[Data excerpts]
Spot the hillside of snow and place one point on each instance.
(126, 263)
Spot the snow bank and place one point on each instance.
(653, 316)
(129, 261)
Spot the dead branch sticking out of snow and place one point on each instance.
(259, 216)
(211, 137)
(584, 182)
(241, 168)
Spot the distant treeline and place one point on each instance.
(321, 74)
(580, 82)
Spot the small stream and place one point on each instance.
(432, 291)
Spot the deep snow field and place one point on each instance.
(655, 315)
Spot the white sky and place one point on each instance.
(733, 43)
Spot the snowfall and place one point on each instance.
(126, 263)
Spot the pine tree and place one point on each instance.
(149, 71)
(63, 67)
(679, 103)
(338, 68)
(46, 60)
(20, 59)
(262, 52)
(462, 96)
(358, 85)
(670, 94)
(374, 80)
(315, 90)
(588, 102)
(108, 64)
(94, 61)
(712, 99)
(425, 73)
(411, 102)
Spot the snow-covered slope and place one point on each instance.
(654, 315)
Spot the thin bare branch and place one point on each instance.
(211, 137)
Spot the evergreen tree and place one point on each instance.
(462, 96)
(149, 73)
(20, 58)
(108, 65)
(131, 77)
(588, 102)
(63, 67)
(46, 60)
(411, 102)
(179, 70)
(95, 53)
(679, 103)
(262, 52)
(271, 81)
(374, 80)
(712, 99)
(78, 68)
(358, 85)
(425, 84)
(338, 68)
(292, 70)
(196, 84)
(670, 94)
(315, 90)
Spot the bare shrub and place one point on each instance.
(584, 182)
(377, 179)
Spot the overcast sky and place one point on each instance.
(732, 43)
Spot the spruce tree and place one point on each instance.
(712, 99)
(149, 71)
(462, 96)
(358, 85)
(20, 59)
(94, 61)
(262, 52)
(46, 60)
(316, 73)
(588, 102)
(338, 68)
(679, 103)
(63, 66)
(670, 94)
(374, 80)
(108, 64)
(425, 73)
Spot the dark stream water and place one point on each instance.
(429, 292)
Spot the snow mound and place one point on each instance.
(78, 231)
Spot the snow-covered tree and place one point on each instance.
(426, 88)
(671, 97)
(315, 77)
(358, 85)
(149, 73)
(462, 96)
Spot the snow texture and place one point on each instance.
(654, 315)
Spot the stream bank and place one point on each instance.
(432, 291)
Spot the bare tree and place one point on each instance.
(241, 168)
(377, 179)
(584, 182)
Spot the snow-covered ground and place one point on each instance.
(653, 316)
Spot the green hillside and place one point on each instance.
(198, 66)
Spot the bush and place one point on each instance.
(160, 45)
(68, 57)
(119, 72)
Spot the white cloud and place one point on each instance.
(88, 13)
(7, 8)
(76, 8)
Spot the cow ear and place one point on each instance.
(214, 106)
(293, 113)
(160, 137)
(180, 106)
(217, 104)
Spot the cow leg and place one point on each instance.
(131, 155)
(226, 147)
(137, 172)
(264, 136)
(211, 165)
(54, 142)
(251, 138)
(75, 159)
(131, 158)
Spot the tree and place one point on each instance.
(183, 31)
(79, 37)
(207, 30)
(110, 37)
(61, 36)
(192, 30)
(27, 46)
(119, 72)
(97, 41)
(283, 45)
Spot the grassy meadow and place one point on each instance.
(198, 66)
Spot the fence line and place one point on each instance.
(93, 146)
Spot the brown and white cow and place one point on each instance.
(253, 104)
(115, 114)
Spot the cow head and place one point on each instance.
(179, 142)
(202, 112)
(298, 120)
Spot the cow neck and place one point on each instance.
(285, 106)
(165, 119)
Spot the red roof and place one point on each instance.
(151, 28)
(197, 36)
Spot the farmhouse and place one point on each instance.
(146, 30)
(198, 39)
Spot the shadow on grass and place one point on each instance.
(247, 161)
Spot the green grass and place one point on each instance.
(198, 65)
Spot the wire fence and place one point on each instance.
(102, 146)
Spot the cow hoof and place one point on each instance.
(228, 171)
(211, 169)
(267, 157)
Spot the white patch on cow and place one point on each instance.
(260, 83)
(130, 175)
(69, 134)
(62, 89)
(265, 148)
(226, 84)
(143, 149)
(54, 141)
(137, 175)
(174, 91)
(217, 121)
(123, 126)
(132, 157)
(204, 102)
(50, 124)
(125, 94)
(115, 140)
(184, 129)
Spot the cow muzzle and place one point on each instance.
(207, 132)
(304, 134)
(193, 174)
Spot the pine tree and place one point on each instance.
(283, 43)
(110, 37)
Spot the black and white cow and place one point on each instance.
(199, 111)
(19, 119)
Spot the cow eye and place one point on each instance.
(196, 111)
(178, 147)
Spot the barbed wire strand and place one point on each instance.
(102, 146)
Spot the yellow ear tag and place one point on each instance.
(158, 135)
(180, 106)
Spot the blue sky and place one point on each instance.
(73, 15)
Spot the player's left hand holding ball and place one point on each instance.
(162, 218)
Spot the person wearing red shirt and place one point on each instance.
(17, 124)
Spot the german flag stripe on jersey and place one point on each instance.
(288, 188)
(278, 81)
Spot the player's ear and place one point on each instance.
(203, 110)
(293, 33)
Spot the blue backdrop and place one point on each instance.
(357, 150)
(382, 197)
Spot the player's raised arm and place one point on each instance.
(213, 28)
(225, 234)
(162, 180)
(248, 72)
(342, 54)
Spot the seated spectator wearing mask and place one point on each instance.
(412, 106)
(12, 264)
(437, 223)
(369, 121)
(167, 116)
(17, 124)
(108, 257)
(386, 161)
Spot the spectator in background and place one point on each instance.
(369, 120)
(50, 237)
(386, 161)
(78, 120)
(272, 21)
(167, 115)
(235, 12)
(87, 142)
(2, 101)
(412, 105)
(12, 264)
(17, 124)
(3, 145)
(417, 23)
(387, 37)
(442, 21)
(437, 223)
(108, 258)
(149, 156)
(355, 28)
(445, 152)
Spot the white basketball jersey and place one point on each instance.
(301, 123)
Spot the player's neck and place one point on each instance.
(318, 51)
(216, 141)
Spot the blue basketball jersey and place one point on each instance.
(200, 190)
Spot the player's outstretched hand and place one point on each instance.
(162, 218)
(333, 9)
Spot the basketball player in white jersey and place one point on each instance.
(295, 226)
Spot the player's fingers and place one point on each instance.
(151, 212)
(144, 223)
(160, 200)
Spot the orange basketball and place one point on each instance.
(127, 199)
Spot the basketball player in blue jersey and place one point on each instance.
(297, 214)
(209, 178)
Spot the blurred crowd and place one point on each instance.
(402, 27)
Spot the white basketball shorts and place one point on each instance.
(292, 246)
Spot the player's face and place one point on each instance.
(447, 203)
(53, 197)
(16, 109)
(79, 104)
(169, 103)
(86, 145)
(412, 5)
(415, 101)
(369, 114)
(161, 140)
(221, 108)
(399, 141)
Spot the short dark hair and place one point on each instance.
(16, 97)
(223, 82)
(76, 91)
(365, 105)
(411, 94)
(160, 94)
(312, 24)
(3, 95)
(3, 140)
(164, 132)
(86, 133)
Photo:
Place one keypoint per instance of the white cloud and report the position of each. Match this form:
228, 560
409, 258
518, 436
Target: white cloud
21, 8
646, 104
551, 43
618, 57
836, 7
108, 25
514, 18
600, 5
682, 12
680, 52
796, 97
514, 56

## Assignment
Once the records end, copy them all again exactly.

## Task solution
Spot the hillside of snow and place one point on each instance.
(126, 263)
Spot the snow bank and place one point on each instance.
(653, 316)
(129, 261)
Spot the dead branch sticking out of snow and place one point on each instance.
(259, 216)
(211, 137)
(584, 182)
(241, 168)
Spot the distant treeline and place one point on each instance.
(321, 74)
(580, 82)
Spot the small stream and place one point on each instance.
(432, 291)
Spot the deep snow field and place one point on each instance.
(655, 315)
Spot the white sky and place one point on each instance.
(733, 43)
Spot the snowfall and place one point on each instance.
(126, 263)
Spot the pine tree and place one point on each instance.
(149, 71)
(63, 67)
(679, 103)
(338, 68)
(46, 60)
(20, 59)
(262, 52)
(462, 96)
(358, 85)
(670, 94)
(374, 80)
(315, 90)
(588, 102)
(108, 64)
(94, 61)
(712, 99)
(425, 73)
(411, 102)
Spot the snow-covered slope and place one point on each instance.
(654, 315)
Spot the thin bare branch and place one point on each instance.
(211, 137)
Spot the evergreen tree and place one point on each instance.
(462, 96)
(149, 73)
(20, 58)
(108, 65)
(131, 77)
(588, 102)
(63, 67)
(46, 60)
(411, 102)
(179, 70)
(95, 53)
(679, 103)
(262, 52)
(271, 81)
(374, 80)
(712, 99)
(78, 68)
(358, 85)
(425, 84)
(338, 68)
(292, 70)
(196, 84)
(670, 94)
(315, 90)
Spot the bare shrub and place one point on each instance.
(584, 182)
(377, 179)
Spot the overcast sky and place one point on each instance.
(732, 43)
Spot the spruce tree and place one point on each instance.
(712, 99)
(149, 71)
(462, 96)
(358, 85)
(20, 59)
(94, 61)
(262, 52)
(46, 60)
(316, 73)
(588, 102)
(338, 68)
(679, 103)
(63, 66)
(670, 94)
(374, 80)
(108, 64)
(425, 73)
Spot the dark stream water and place one point on each instance.
(429, 292)
Spot the snow mound and place one point on each instance.
(78, 231)
Spot the snow-covered tree and place one point on each instance.
(426, 88)
(671, 97)
(315, 77)
(358, 85)
(149, 73)
(462, 96)
Spot the snow texture and place one point on each instance.
(654, 315)
Spot the stream bank and place one point on each instance.
(432, 291)
Spot the bare tree and place one point on each instance.
(241, 168)
(377, 179)
(584, 182)
Spot the snow-covered ground and place one point on each instance.
(653, 316)
Spot the green hillside and place one point on each instance.
(198, 66)
Spot the bush and place one point on each instance.
(160, 45)
(68, 57)
(119, 72)
Spot the white cloud and place one point on each instance.
(88, 13)
(7, 8)
(76, 8)
Spot the cow ear and place one point on each instance.
(214, 106)
(293, 113)
(160, 137)
(180, 106)
(217, 104)
Spot the cow leg and place one point on each instance.
(131, 155)
(226, 147)
(137, 172)
(264, 136)
(211, 165)
(54, 142)
(251, 138)
(75, 159)
(131, 158)
Spot the tree and place one point on each instance.
(183, 31)
(79, 37)
(207, 30)
(110, 37)
(61, 36)
(192, 30)
(27, 46)
(119, 72)
(97, 41)
(283, 45)
Spot the grassy meadow and place one point on each instance.
(198, 66)
Spot the fence line and place one point on each instance.
(93, 146)
Spot the brown and white cow and place one point on each instance.
(253, 104)
(115, 114)
Spot the cow head and place one point on each instance.
(179, 142)
(202, 112)
(298, 120)
Spot the cow neck and place one point on each instance.
(285, 106)
(165, 119)
Spot the red roof and place one point on each instance.
(151, 28)
(197, 36)
Spot the farmhouse and place one point on each instance.
(146, 30)
(198, 39)
Spot the shadow on grass and place one point on each instance.
(247, 161)
Spot the green grass and place one point on each instance.
(198, 65)
Spot the wire fence and place one point on each instance.
(102, 146)
Spot the cow hoof and place one point on each instance.
(228, 171)
(211, 169)
(267, 157)
Spot the white patch on cow and place one point on each instance.
(260, 83)
(130, 175)
(69, 134)
(62, 89)
(265, 148)
(226, 84)
(143, 149)
(54, 141)
(137, 175)
(174, 91)
(217, 121)
(123, 126)
(132, 157)
(204, 102)
(50, 124)
(125, 94)
(115, 140)
(184, 129)
Spot the cow muzzle and place one point on each instance.
(207, 132)
(304, 134)
(193, 174)
Spot the pine tree and place one point on each instance.
(283, 43)
(110, 37)
Spot the black and white cow and place one point on each instance.
(199, 111)
(19, 119)
Spot the cow eye and place one point on each instance.
(196, 111)
(178, 147)
Spot the barbed wire strand and place one point on each instance.
(102, 146)
Spot the yellow ear tag and place one point on each instance.
(158, 135)
(180, 106)
Spot the blue sky and place one point on each instance.
(73, 15)
Spot the player's left hand holding ball and place one point on each instance.
(162, 218)
Spot the person wearing red shirt and place one point on each instance.
(17, 124)
Spot the german flag stripe on jersey and place one point on each instance.
(288, 188)
(278, 81)
Spot the player's ear and place one point on each instance.
(203, 110)
(293, 33)
Spot the blue backdrop and place one point on each instance.
(357, 150)
(382, 197)
Spot the player's raised arm and place one point on each instance.
(213, 28)
(225, 234)
(162, 180)
(248, 72)
(342, 54)
Spot the seated spectator wearing mask and place one point on each instance.
(412, 106)
(12, 264)
(437, 223)
(369, 121)
(167, 116)
(17, 124)
(108, 257)
(386, 161)
Spot the spectator in background and place one point on each instance.
(369, 120)
(50, 237)
(386, 161)
(78, 120)
(272, 21)
(167, 115)
(235, 12)
(87, 142)
(2, 101)
(412, 105)
(12, 264)
(17, 124)
(3, 145)
(417, 23)
(387, 37)
(442, 21)
(437, 223)
(108, 258)
(149, 156)
(355, 28)
(445, 152)
Spot the white basketball jersey and place one point on each instance.
(301, 123)
Spot the player's neck and place one point on each instance.
(318, 51)
(216, 141)
Spot the blue basketball jersey and place one point on each instance.
(200, 190)
Spot the player's outstretched hand and place one point on each instance.
(162, 218)
(333, 9)
Spot the basketball player in white jersey and place one point on each instance.
(295, 226)
Spot the player's fingers and place one point on each instance.
(151, 212)
(144, 223)
(160, 200)
Spot the orange basketball and place one point on each instance.
(127, 199)
Spot the basketball player in blue jersey and place one point on each instance.
(297, 214)
(209, 178)
Spot the blurred crowd and place one point on each instance.
(402, 27)
Spot the white basketball shorts and place one point on each instance.
(292, 246)
Spot the player's face and place one point on each instance.
(447, 203)
(53, 197)
(16, 109)
(79, 104)
(169, 103)
(86, 145)
(412, 5)
(415, 101)
(369, 114)
(161, 140)
(221, 108)
(399, 141)
Spot the short dark hair and place one point on each instance.
(16, 97)
(223, 82)
(76, 91)
(365, 105)
(411, 94)
(160, 94)
(312, 24)
(3, 95)
(3, 140)
(164, 132)
(86, 133)
Photo:
Place one keypoint per instance of the white cloud and report the position of each. Match this form:
228, 560
409, 258
518, 436
Target: white cloud
21, 8
646, 104
551, 43
618, 57
836, 7
108, 25
514, 18
600, 5
682, 12
680, 52
796, 97
514, 56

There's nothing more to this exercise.